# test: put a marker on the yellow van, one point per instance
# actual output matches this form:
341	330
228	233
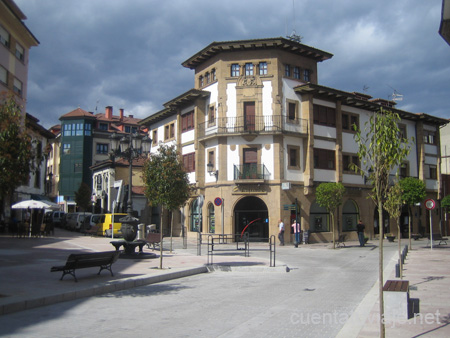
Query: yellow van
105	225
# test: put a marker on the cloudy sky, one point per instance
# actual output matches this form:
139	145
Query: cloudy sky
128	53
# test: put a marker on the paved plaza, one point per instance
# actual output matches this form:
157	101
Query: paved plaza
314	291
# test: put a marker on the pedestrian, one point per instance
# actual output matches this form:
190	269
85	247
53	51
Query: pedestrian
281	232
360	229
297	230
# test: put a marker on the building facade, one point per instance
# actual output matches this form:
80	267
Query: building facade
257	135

---

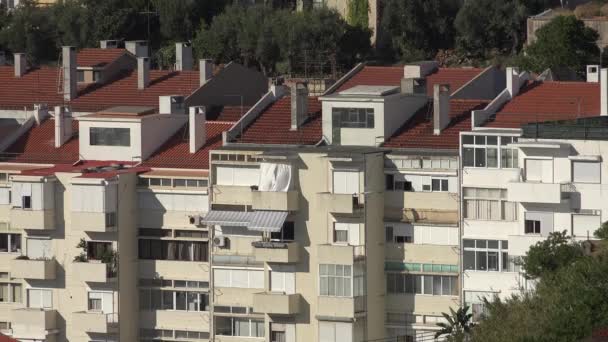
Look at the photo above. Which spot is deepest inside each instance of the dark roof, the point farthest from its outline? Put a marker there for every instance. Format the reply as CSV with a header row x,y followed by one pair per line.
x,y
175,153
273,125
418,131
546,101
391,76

...

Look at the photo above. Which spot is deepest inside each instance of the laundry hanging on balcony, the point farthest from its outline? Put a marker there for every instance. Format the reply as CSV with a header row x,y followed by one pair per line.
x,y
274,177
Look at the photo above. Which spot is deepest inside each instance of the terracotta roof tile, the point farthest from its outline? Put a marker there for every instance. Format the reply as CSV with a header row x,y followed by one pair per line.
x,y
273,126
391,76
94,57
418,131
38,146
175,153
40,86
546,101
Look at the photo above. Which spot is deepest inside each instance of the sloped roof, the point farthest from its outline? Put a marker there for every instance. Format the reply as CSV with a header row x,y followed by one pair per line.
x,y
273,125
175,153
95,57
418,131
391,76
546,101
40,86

_TASK_
Reproduce the data above exactly, but only from the line containing "# test: put a marker on the yellow" through the line containing "# test: put a marker on the paved". Omit all pictures.

_RESPONSE FOR THIS EXERCISE_
# test: put a marker on the yellow van, one point per instance
# actual output matches this form:
341	330
228	233
Query: yellow van
105	225
# test: put a marker on the cloudy sky, one point per instance
# actual output matches this form:
139	145
Query: cloudy sky
128	53
# test: put a marker on the paved plaza, one point per instance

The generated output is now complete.